> _PASSAGE_
-.-.-

The potential benefits of such children spending time with strong, gentle men were incalculable,' Mrs Thorne said.

She said there was 'great irony' in the fact that 'the current situation is perpetuated by those who would otherwise proclaim most loudly an opposition to sexism'.

'Why is it that the same people who speak with passion about the absence of women from the boardroom are silent about the absence of men from the classroom?

'Why is it that there would be an outcry were women excluded from the promotion of careers in the army or law or medicine, but there is silence when men are excluded in advertising for childcare?'

Mrs Thorne called for a partnership between the Government, the teacher unions, the education institutions and child care associations to get more men onto the childcare frontline.

'There was a time, only a few years ago, when few doctors, lawyers or journalists were women, but we changed that' she said.

'They've achieved substantial increases in male participation in childcare overseas and I see no reason why the same could not be achieved in New Zealand.'

Men were needed to help resolve severe labour shortages in the sector, Mrs Thorne said.

'The system needs them. The children need them. It's time things changed.'

The Early Childhood Council, headed by Mrs Thorne, has 940 member centres (both community-owned and commercially-owned) which employ more than 6000 staff and care for more than 50,000 children.

-.-.-

> _DATA FOR REVIEW_
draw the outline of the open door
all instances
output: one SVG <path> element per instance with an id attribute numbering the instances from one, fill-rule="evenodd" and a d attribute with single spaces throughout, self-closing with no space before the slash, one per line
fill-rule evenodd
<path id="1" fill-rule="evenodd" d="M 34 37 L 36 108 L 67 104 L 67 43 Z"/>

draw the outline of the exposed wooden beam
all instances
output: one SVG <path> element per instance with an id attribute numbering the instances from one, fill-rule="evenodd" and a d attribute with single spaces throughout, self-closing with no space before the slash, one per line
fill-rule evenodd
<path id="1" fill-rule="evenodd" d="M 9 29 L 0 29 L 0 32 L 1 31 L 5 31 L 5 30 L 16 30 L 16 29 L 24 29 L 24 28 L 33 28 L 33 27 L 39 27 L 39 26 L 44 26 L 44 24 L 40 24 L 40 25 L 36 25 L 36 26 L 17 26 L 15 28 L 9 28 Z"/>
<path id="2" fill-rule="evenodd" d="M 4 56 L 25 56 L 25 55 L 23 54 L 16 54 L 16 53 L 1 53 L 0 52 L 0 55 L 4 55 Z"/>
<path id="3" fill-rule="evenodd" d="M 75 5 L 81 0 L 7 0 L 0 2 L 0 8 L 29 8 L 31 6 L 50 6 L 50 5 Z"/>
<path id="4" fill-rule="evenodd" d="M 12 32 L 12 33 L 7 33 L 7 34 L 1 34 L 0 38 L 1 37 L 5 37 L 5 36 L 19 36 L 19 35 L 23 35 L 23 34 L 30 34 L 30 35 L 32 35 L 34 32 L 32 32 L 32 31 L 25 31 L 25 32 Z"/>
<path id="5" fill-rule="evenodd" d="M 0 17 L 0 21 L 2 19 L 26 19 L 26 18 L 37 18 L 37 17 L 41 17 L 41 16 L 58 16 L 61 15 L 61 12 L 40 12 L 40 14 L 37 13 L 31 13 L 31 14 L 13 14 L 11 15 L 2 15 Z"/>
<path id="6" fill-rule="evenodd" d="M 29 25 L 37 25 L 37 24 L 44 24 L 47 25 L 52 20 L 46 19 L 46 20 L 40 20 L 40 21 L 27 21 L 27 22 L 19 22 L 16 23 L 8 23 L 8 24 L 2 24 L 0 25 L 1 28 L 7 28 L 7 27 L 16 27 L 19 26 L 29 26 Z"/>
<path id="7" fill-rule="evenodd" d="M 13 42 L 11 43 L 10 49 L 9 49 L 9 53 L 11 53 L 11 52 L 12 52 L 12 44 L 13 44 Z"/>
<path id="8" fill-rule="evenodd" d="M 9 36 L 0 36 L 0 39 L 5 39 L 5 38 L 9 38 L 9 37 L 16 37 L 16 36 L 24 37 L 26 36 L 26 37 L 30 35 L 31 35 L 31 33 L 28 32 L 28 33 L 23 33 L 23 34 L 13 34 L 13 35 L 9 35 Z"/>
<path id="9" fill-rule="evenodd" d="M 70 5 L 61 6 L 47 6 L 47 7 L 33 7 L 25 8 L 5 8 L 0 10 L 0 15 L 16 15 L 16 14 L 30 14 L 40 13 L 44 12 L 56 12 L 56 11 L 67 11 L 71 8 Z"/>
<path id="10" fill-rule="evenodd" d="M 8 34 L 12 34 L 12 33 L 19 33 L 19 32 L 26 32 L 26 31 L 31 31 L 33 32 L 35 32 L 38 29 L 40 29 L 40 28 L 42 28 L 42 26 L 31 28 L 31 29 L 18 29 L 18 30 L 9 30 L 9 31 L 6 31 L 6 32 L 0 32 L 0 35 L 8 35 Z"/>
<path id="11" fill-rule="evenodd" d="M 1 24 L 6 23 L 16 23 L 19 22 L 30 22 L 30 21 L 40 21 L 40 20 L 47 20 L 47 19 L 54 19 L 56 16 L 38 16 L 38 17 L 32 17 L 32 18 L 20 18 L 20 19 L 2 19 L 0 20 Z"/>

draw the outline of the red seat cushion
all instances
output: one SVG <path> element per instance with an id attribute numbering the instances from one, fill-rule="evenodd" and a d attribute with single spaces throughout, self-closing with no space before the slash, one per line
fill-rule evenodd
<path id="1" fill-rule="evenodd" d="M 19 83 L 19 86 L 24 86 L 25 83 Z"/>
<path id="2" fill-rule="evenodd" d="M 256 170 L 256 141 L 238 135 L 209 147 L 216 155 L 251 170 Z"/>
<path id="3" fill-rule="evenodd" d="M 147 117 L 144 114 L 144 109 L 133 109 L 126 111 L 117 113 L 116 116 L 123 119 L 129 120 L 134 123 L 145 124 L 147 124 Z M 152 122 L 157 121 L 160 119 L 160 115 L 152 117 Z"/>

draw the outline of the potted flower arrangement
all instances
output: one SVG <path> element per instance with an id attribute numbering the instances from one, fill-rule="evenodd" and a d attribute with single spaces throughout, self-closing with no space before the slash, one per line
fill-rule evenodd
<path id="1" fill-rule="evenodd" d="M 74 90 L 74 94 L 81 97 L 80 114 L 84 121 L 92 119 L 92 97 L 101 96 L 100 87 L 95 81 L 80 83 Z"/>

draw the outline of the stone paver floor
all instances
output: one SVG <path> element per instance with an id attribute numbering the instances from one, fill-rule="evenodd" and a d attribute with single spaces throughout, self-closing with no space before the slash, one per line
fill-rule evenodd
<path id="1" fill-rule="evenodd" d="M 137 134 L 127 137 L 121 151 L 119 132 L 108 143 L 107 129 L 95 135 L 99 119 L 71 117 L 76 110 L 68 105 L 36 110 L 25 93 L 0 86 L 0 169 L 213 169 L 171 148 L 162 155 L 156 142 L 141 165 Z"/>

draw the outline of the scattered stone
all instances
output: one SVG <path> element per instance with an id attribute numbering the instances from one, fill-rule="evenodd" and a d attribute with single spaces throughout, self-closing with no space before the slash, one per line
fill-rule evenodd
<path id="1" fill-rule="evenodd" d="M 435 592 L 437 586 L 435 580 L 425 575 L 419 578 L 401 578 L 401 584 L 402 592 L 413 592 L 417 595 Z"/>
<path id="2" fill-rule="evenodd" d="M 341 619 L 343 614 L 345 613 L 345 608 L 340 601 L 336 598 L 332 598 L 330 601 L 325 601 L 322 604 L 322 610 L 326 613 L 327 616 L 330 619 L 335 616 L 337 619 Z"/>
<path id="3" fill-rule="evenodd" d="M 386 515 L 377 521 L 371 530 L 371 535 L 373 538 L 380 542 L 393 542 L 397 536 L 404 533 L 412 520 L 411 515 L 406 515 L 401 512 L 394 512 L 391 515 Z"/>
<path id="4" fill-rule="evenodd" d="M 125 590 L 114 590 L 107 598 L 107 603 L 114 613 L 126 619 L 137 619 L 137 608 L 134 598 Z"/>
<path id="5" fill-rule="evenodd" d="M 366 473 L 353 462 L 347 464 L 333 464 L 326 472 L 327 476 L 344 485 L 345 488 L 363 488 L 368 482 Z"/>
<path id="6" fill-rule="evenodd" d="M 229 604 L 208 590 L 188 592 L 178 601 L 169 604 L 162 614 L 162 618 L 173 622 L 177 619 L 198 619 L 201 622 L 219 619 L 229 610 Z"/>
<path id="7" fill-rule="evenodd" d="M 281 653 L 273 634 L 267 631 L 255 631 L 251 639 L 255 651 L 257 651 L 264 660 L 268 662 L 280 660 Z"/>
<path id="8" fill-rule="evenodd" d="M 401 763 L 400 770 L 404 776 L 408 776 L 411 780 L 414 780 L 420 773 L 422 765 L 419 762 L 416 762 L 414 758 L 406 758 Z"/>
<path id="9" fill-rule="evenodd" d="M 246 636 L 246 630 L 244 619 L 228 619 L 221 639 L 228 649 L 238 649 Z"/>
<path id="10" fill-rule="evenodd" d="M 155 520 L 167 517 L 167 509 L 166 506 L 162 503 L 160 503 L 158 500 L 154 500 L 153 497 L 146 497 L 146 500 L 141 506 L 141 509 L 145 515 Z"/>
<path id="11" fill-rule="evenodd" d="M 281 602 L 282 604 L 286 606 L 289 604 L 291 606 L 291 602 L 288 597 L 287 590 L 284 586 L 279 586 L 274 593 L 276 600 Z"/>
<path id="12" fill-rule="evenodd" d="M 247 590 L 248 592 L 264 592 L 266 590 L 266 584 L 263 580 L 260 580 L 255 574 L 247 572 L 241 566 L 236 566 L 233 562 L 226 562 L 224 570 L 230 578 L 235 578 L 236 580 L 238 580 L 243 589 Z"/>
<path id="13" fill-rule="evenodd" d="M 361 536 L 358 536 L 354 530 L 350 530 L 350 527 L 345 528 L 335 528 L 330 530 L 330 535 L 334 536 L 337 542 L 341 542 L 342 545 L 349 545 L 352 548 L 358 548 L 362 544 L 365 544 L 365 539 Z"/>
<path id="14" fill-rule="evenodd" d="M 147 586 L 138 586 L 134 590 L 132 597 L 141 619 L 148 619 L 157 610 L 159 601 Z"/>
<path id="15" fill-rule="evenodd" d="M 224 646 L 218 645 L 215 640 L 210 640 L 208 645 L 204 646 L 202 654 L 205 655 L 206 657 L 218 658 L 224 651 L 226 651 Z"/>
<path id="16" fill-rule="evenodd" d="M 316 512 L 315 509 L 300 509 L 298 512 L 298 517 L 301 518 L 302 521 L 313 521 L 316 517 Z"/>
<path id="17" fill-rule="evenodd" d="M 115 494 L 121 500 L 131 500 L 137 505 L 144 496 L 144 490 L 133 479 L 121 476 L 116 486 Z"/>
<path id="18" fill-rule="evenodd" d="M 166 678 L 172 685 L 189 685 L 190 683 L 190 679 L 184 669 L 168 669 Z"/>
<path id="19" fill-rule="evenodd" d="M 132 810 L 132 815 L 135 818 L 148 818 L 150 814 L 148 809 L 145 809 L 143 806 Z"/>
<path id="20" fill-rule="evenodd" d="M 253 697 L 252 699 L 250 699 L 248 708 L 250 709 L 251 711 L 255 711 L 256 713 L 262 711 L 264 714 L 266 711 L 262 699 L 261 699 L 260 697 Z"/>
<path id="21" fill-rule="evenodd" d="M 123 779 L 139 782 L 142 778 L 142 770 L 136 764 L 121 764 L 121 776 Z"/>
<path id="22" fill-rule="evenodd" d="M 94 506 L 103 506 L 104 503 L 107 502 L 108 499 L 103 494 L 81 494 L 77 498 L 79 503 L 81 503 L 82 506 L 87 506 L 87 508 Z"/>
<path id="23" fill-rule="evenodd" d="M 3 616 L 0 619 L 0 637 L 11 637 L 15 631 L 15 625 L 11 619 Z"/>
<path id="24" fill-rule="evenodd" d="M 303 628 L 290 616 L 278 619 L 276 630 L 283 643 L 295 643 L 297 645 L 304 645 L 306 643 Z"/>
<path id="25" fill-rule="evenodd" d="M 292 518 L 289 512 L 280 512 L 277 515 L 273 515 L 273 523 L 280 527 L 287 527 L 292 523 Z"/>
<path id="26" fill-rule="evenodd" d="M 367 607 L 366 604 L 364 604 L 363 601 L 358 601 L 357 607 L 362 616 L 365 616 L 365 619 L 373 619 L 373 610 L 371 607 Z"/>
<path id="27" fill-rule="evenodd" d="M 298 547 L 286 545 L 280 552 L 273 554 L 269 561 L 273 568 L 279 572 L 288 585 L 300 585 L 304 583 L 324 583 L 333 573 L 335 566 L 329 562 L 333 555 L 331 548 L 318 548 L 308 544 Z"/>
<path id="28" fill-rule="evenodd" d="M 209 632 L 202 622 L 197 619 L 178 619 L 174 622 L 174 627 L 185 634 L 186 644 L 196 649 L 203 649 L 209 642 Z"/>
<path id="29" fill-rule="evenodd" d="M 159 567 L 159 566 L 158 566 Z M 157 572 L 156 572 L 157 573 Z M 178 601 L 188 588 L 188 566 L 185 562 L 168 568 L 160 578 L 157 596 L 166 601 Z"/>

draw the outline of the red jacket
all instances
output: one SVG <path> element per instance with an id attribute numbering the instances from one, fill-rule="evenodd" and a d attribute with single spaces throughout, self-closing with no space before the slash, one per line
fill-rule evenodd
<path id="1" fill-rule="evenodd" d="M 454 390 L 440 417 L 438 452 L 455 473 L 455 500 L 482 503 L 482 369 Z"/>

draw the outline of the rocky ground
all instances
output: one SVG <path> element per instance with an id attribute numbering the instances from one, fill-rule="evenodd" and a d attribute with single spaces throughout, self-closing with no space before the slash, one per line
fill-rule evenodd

-.-.-

> _WORK ITEM_
Quote the passage above on men in childcare, from "She said there" to "the childcare frontline.".

> _RESULT_
She said there was 'great irony' in the fact that 'the current situation is perpetuated by those who would otherwise proclaim most loudly an opposition to sexism'.

'Why is it that the same people who speak with passion about the absence of women from the boardroom are silent about the absence of men from the classroom?

'Why is it that there would be an outcry were women excluded from the promotion of careers in the army or law or medicine, but there is silence when men are excluded in advertising for childcare?'

Mrs Thorne called for a partnership between the Government, the teacher unions, the education institutions and child care associations to get more men onto the childcare frontline.